## JOB:
Copy exactly the lines from the "of the truck" line to the end, both included, and nothing else.

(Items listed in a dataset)
[start]
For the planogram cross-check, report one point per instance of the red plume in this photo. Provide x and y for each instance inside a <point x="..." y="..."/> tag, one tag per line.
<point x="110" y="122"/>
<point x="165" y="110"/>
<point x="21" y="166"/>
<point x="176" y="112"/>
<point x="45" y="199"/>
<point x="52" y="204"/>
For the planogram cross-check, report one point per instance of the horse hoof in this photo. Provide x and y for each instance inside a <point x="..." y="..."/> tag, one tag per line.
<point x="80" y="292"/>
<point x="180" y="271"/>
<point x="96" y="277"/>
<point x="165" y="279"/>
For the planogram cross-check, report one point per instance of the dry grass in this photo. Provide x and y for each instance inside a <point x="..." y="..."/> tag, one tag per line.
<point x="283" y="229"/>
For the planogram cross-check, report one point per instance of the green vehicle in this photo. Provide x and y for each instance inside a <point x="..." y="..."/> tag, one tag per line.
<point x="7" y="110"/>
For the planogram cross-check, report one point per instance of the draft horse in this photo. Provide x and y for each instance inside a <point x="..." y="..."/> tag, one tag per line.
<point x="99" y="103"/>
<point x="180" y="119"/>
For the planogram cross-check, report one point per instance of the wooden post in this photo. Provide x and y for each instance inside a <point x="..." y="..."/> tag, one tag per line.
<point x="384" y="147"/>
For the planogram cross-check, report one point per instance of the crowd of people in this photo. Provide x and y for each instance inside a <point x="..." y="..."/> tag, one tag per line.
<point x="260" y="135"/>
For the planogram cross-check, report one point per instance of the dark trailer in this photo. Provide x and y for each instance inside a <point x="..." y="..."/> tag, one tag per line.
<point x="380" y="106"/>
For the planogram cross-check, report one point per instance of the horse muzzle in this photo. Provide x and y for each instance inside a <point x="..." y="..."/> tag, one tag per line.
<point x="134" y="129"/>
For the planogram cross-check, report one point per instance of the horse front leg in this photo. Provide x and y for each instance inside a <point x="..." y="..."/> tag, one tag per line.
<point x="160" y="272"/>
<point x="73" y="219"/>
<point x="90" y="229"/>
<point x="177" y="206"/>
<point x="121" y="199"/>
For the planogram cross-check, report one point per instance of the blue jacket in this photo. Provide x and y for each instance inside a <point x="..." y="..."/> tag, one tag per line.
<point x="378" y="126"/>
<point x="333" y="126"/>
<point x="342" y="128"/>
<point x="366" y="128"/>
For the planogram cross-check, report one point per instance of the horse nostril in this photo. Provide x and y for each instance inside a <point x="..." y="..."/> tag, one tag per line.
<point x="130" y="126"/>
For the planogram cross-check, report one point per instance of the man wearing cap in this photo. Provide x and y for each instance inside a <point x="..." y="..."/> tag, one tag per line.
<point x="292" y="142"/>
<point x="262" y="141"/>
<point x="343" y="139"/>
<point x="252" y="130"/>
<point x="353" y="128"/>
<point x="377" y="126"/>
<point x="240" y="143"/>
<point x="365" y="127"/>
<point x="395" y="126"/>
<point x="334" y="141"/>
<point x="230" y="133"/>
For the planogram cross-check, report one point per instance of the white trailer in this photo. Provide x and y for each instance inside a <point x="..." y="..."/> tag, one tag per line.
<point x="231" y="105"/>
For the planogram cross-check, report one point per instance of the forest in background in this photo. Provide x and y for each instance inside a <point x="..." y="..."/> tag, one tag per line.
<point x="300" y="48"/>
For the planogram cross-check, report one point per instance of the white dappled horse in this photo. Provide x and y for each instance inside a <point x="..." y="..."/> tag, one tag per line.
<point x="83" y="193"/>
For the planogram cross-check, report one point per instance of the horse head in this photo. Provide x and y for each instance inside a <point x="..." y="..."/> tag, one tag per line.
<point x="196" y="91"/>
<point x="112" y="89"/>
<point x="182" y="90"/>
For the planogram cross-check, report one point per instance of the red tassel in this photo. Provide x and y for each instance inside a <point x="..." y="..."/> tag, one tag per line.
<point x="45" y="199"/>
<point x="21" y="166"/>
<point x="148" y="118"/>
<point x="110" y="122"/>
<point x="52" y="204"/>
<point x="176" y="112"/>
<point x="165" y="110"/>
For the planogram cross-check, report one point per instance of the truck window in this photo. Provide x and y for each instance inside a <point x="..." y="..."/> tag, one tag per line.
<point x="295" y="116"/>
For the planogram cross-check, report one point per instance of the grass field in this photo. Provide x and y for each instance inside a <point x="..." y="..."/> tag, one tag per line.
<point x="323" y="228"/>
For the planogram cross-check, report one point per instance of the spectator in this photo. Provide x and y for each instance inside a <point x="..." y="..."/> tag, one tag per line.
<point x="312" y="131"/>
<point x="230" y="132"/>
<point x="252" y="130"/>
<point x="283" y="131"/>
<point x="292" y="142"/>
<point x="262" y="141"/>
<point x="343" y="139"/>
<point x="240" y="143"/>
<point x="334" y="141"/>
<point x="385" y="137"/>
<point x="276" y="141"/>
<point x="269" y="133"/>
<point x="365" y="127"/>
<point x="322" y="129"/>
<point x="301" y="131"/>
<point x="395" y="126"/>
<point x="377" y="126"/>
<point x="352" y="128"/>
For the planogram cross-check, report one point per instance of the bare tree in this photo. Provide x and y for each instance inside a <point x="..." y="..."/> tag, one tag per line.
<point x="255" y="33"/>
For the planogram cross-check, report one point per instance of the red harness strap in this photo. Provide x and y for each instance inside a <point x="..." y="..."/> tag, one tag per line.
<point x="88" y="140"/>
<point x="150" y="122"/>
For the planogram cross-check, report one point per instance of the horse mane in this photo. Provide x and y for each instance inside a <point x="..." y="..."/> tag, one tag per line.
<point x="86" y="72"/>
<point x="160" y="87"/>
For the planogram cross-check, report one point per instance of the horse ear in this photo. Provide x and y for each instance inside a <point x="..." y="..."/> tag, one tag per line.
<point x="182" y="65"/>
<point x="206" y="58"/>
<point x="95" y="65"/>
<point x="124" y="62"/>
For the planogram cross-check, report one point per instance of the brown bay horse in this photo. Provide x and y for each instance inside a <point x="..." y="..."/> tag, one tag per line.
[end]
## EXPECTED ANSWER:
For the planogram cross-check, report one point per instance of the truck window in this photo. Provide x and y for each instance inside a <point x="..." y="..."/> tag, one tag per line.
<point x="295" y="116"/>
For the planogram cross-check, report one point per instance of the grass field in this photo. Provide x and y for each instance inside a <point x="..." y="..."/> tag, one tag per line.
<point x="323" y="228"/>
For the planogram cross-check, report one point per instance of the spectator in this photo. Provide x and y for each instance inside a <point x="..." y="..."/> tag, one tag per line.
<point x="312" y="131"/>
<point x="230" y="132"/>
<point x="252" y="130"/>
<point x="283" y="131"/>
<point x="292" y="142"/>
<point x="262" y="141"/>
<point x="343" y="139"/>
<point x="240" y="143"/>
<point x="334" y="141"/>
<point x="385" y="137"/>
<point x="276" y="141"/>
<point x="269" y="133"/>
<point x="365" y="127"/>
<point x="322" y="129"/>
<point x="301" y="131"/>
<point x="395" y="126"/>
<point x="377" y="126"/>
<point x="352" y="128"/>
For the planogram cross-check, report one point per instance of the bare tree in this photo. Provide x and y for each instance inside a <point x="..." y="..."/> tag, one tag per line.
<point x="255" y="33"/>
For the planogram cross-check, report one point per instance of the red harness strap in this photo. Provide x and y for each instance inside a <point x="..." y="..."/> tag, one tag per line.
<point x="88" y="140"/>
<point x="150" y="122"/>
For the planogram cross-check, report one point per instance of the horse mane in this photo. Provide x and y for each instance inside a <point x="..." y="..."/> tag, one tag per line.
<point x="86" y="72"/>
<point x="160" y="87"/>
For the planogram cross-check, report one point per instance of the horse ear in this photo. Provide x and y for each instance inside a <point x="..." y="..."/> tag, one tag per line.
<point x="182" y="65"/>
<point x="206" y="58"/>
<point x="95" y="65"/>
<point x="124" y="62"/>
For the planogram cross-check, report one point per instance of the brown bay horse in this photo. Provide x and y for each instance inside a <point x="..." y="..."/> tag, one tag per line.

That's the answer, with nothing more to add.